Records excerpted from a collection:
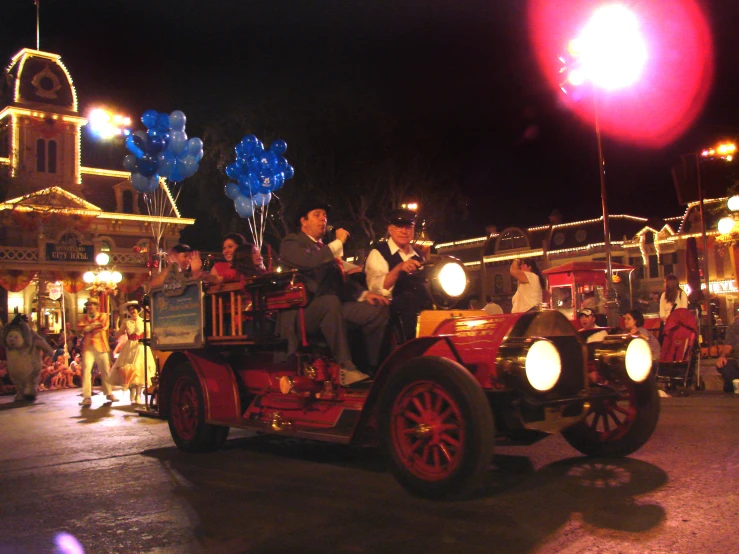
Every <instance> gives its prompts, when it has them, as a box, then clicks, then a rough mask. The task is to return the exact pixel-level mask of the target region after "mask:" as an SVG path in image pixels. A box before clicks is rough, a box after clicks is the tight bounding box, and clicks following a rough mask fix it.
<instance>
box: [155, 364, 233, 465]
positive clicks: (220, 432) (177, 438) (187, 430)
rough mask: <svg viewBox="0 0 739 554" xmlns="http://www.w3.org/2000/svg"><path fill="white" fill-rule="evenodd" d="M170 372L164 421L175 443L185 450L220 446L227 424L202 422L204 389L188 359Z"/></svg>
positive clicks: (208, 451)
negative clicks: (200, 383)
mask: <svg viewBox="0 0 739 554" xmlns="http://www.w3.org/2000/svg"><path fill="white" fill-rule="evenodd" d="M173 372H174V375H172V377H171V379H170V381H169V382H170V383H171V385H170V387H169V391H168V396H169V416H168V418H167V423H168V424H169V432H170V433H171V435H172V439H173V440H174V442H175V444H176V445H177V447H178V448H179V449H180V450H184V451H185V452H211V451H213V450H216V449H218V448H219V447H221V446H223V443H224V441H225V440H226V437H227V436H228V431H229V428H228V427H224V426H221V425H210V424H208V423H206V422H205V403H204V396H203V390H202V388H201V386H200V380H199V379H198V376H197V375H196V374H195V371H194V370H193V369H192V366H191V365H190V363H189V362H182V363H180V364H179V365H178V366H176V367H175V368H174V369H173Z"/></svg>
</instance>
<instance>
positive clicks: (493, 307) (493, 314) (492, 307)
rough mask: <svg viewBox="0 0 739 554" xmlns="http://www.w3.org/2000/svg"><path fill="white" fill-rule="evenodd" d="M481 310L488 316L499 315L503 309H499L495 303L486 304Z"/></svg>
mask: <svg viewBox="0 0 739 554" xmlns="http://www.w3.org/2000/svg"><path fill="white" fill-rule="evenodd" d="M483 310H484V312H485V313H486V314H488V315H500V314H502V313H503V308H501V307H500V306H499V305H498V304H496V303H495V302H488V303H487V304H485V307H484V308H483Z"/></svg>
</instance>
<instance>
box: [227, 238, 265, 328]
mask: <svg viewBox="0 0 739 554" xmlns="http://www.w3.org/2000/svg"><path fill="white" fill-rule="evenodd" d="M231 267H232V268H233V270H234V271H236V273H237V275H239V278H240V279H241V286H242V287H243V286H244V285H245V284H246V282H247V281H248V280H249V279H251V278H252V277H255V276H257V275H262V274H264V273H266V272H267V270H266V269H265V267H264V259H263V258H262V254H261V253H260V252H259V249H258V248H257V246H256V245H255V244H251V243H250V242H246V243H244V244H242V245H241V246H239V247H238V248H236V250H234V252H233V256H232V263H231ZM251 309H252V304H251V302H250V303H249V305H248V306H247V307H246V308H245V309H244V311H251ZM244 319H245V323H244V332H245V333H246V334H247V335H252V334H254V331H255V329H254V327H255V322H254V318H253V317H252V316H251V315H247V316H245V318H244ZM264 324H265V328H264V332H265V333H272V332H273V331H274V327H275V321H274V318H273V317H271V315H267V316H266V318H265V320H264Z"/></svg>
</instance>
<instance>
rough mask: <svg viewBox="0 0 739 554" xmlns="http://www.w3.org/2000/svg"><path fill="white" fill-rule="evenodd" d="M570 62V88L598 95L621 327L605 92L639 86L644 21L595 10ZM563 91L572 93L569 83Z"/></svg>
mask: <svg viewBox="0 0 739 554" xmlns="http://www.w3.org/2000/svg"><path fill="white" fill-rule="evenodd" d="M568 58H569V60H570V61H571V64H570V65H568V64H567V59H566V58H565V57H560V60H561V61H562V62H563V64H564V67H563V68H562V69H561V70H560V73H566V74H567V79H566V82H567V83H568V84H569V85H573V86H580V85H582V84H584V83H586V82H587V83H590V84H591V86H592V91H593V112H594V120H595V121H594V122H595V136H596V140H597V144H598V172H599V179H600V195H601V207H602V210H603V236H604V250H605V256H606V314H607V318H608V325H609V326H611V327H615V326H616V325H618V301H617V296H616V290H615V289H614V287H613V268H612V264H611V233H610V225H609V213H608V196H607V190H606V166H605V158H604V156H603V141H602V137H601V125H600V106H599V101H600V92H601V91H604V92H610V91H616V90H619V89H624V88H626V87H629V86H631V85H633V84H634V83H635V82H636V81H637V80H638V79H639V77H640V75H641V71H642V69H643V68H644V65H645V63H646V59H647V50H646V43H645V41H644V39H643V37H642V36H641V33H640V30H639V22H638V21H637V18H636V16H635V15H634V13H633V12H631V11H630V10H629V9H627V8H626V7H625V6H622V5H620V4H610V5H605V6H602V7H600V8H598V9H596V10H595V11H594V12H593V15H592V16H591V18H590V19H589V20H588V22H587V23H586V25H585V26H584V28H583V29H582V30H581V32H580V34H579V35H578V36H577V37H576V38H574V39H572V40H571V41H570V43H569V45H568ZM560 89H561V90H562V91H563V92H565V93H567V89H566V88H565V86H564V83H562V85H560Z"/></svg>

What needs to be done: Repeat the data exactly, dropping every picture it holds.

Task solution:
Every <instance> gives its prompts, when it has them, as a box, then clicks, then a rough mask. The task is to return the exact pixel-level mask of the target region after "mask:" as an SVG path in image pixels. A box before clicks is rough, a box after clicks is the tight bounding box, and clicks following a rough mask fix it.
<instance>
box: [155, 364, 233, 465]
positive clicks: (220, 432) (177, 438) (187, 430)
rough mask: <svg viewBox="0 0 739 554" xmlns="http://www.w3.org/2000/svg"><path fill="white" fill-rule="evenodd" d="M170 372L164 421L175 443L185 450L220 446L227 424L202 422L204 389L188 359Z"/></svg>
positive clicks: (208, 451)
negative clicks: (200, 383)
mask: <svg viewBox="0 0 739 554" xmlns="http://www.w3.org/2000/svg"><path fill="white" fill-rule="evenodd" d="M173 372H174V375H172V377H171V379H170V381H169V382H170V383H171V385H170V387H169V391H168V396H169V416H168V418H167V423H168V424H169V432H170V433H171V435H172V439H173V440H174V442H175V444H176V445H177V447H178V448H179V449H180V450H184V451H185V452H211V451H213V450H216V449H218V448H219V447H221V446H223V443H224V441H225V440H226V437H227V436H228V431H229V428H228V427H224V426H221V425H210V424H208V423H206V422H205V403H204V396H203V390H202V388H201V386H200V380H199V379H198V376H197V375H196V374H195V371H194V370H193V369H192V366H191V365H190V363H189V362H182V363H180V364H179V365H178V366H176V367H175V368H174V369H173Z"/></svg>
</instance>
<instance>
positive clicks: (493, 307) (493, 314) (492, 307)
rough mask: <svg viewBox="0 0 739 554" xmlns="http://www.w3.org/2000/svg"><path fill="white" fill-rule="evenodd" d="M481 310L488 316L499 315L503 309H499L495 303L486 304Z"/></svg>
mask: <svg viewBox="0 0 739 554" xmlns="http://www.w3.org/2000/svg"><path fill="white" fill-rule="evenodd" d="M483 310H484V312H485V313H486V314H488V315H500V314H502V313H503V308H501V307H500V306H499V305H498V304H496V303H495V302H488V303H487V304H485V307H484V308H483Z"/></svg>
</instance>
<instance>
box: [227, 238, 265, 328]
mask: <svg viewBox="0 0 739 554" xmlns="http://www.w3.org/2000/svg"><path fill="white" fill-rule="evenodd" d="M231 267H232V268H233V270H234V271H236V273H237V275H239V278H240V279H241V286H242V287H243V286H244V285H245V284H246V282H247V281H248V280H249V279H251V278H252V277H255V276H257V275H262V274H264V273H266V272H267V270H266V269H265V267H264V259H263V258H262V254H261V253H260V252H259V249H258V248H257V246H256V245H255V244H251V243H250V242H246V243H244V244H242V245H241V246H239V247H238V248H236V250H234V252H233V256H232V263H231ZM251 309H252V304H251V302H250V303H249V305H248V306H247V307H246V308H245V309H244V311H251ZM244 319H245V323H244V332H245V333H246V334H247V335H252V334H254V331H255V329H254V327H255V322H254V318H253V317H252V316H251V315H247V316H245V318H244ZM264 324H265V328H264V332H265V333H272V332H273V331H274V327H275V321H274V318H273V317H271V315H267V316H266V318H265V320H264Z"/></svg>
</instance>
<instance>
rough mask: <svg viewBox="0 0 739 554" xmlns="http://www.w3.org/2000/svg"><path fill="white" fill-rule="evenodd" d="M570 62V88L598 95L621 327L605 92L639 86L644 21L595 10ZM563 91L572 93L569 83Z"/></svg>
mask: <svg viewBox="0 0 739 554" xmlns="http://www.w3.org/2000/svg"><path fill="white" fill-rule="evenodd" d="M568 58H569V60H570V61H571V64H570V65H568V64H567V59H566V58H565V57H560V60H561V61H562V62H563V64H564V67H563V68H562V69H561V70H560V73H566V74H567V79H566V82H567V83H568V84H569V85H573V86H580V85H582V84H584V83H586V82H587V83H590V84H591V86H592V91H593V112H594V120H595V121H594V122H595V136H596V140H597V144H598V172H599V179H600V195H601V207H602V210H603V236H604V250H605V256H606V314H607V318H608V325H609V326H611V327H615V326H616V325H618V301H617V296H616V290H615V289H614V287H613V268H612V264H611V233H610V225H609V213H608V196H607V190H606V166H605V158H604V156H603V141H602V137H601V125H600V106H599V101H600V92H601V91H604V92H610V91H616V90H619V89H624V88H626V87H629V86H631V85H633V84H634V83H635V82H636V81H637V80H638V79H639V77H640V75H641V71H642V69H643V68H644V65H645V63H646V59H647V50H646V43H645V41H644V39H643V37H642V36H641V33H640V30H639V22H638V21H637V18H636V16H635V15H634V13H633V12H631V11H630V10H629V9H627V8H626V7H625V6H622V5H620V4H610V5H605V6H602V7H600V8H598V9H596V10H595V11H594V12H593V15H592V16H591V18H590V19H589V20H588V22H587V23H586V25H585V26H584V28H583V29H582V30H581V32H580V34H579V35H578V36H577V37H576V38H574V39H572V40H571V41H570V43H569V45H568ZM560 89H561V90H562V91H563V92H565V93H567V89H566V88H565V86H564V83H562V85H560Z"/></svg>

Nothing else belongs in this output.